Rewrite the eurozone unemployment article starting at "As leaders of" and ending at "the manufacturing base.", with "stock market" changed to "share market".

#### Text section

Eurozone jobless numbers pass 15 million

2nd September 2009, Comments 0 comments

The number of jobless people in the 16 countries that use the euro hit a 10-year high in July, shows official EU data.

Brussels -- The fragile nature of Europe's economic recovery was laid bare Tuesday as unemployment burst through the 15 million barrier in the single currency eurozone.

As leaders of G20 economies prepare to cross swords on post-crisis strategy, the number of people out of work in the 16 countries that use the euro hit a 10-year high in July, official EU data showed.

The galling paradox for many who have lost jobs and even their homes is that broader signs of recovery on the back of stock market increases and property price stabilisation also gathered pace.

Consumption picked up in Germany, the bloc's biggest economy, with the German Federal Labour Agency saying a government scheme to subsidise shorter working hours was "stabilising the labour market" and lay behind an increase of only 9,000 jobless there.

Separately, an index of manufacturing activity in the eurozone, echoed in Italian figures, showed August levels edging ever closer towards expansion of the manufacturing base.

Nevertheless, economists warned that more setbacks could lie ahead with huge government stimulus programmes stemming the tide of redundancies.

Indeed, lingering credit crunch problems ahead of a general election this month also saw Germany's economy minister unveil a EUR-17.5-billion plan to lend directly to banks and bolster insurers.

"Politicians must arm themselves for the situation to worsen," the director general of German employers' group BDI, Werner Schappauf, told the newspaper Handelsblatt.

"The first tender green shoots of recovery could quickly dry up if companies find themselves without liquidity," he warned.

########
#### Data shown

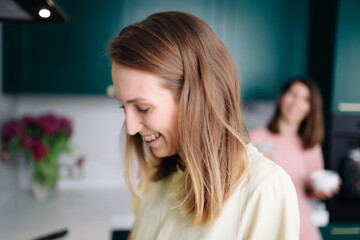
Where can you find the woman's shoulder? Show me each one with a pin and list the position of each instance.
(263, 172)
(260, 134)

########

- **Output below**
As leaders of G20 economies prepare to cross swords on post-crisis strategy, the number of people out of work in the 16 countries that use the euro hit a 10-year high in July, official EU data showed.

The galling paradox for many who have lost jobs and even their homes is that broader signs of recovery on the back of share market increases and property price stabilisation also gathered pace.

Consumption picked up in Germany, the bloc's biggest economy, with the German Federal Labour Agency saying a government scheme to subsidise shorter working hours was "stabilising the labour market" and lay behind an increase of only 9,000 jobless there.

Separately, an index of manufacturing activity in the eurozone, echoed in Italian figures, showed August levels edging ever closer towards expansion of the manufacturing base.